• [TASK] Give every entry again, unchanged, and leave its images out.

• [RECORDED INFORMATION]

● ● ● ● ● ● ●

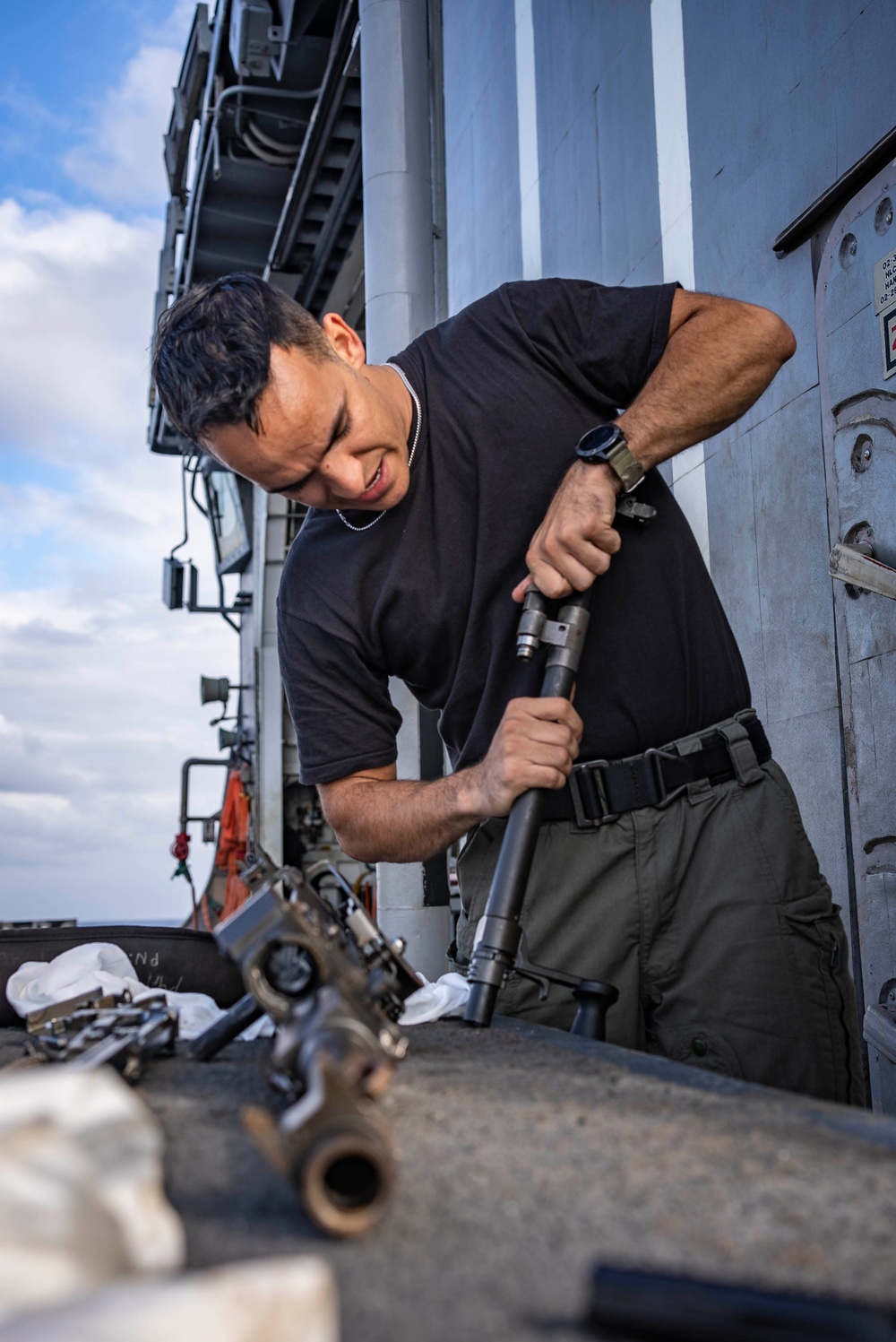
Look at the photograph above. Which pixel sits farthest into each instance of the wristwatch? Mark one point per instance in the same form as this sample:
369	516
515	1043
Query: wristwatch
607	443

● ● ● ● ● ● ●

• [EXPECTED OUTPUT]
Look at the photograph above. Which pixel sits farthest into each instance of the wristwatch? Mark one point per instance in the same form as this sample:
369	516
515	1043
Query: wristwatch
607	443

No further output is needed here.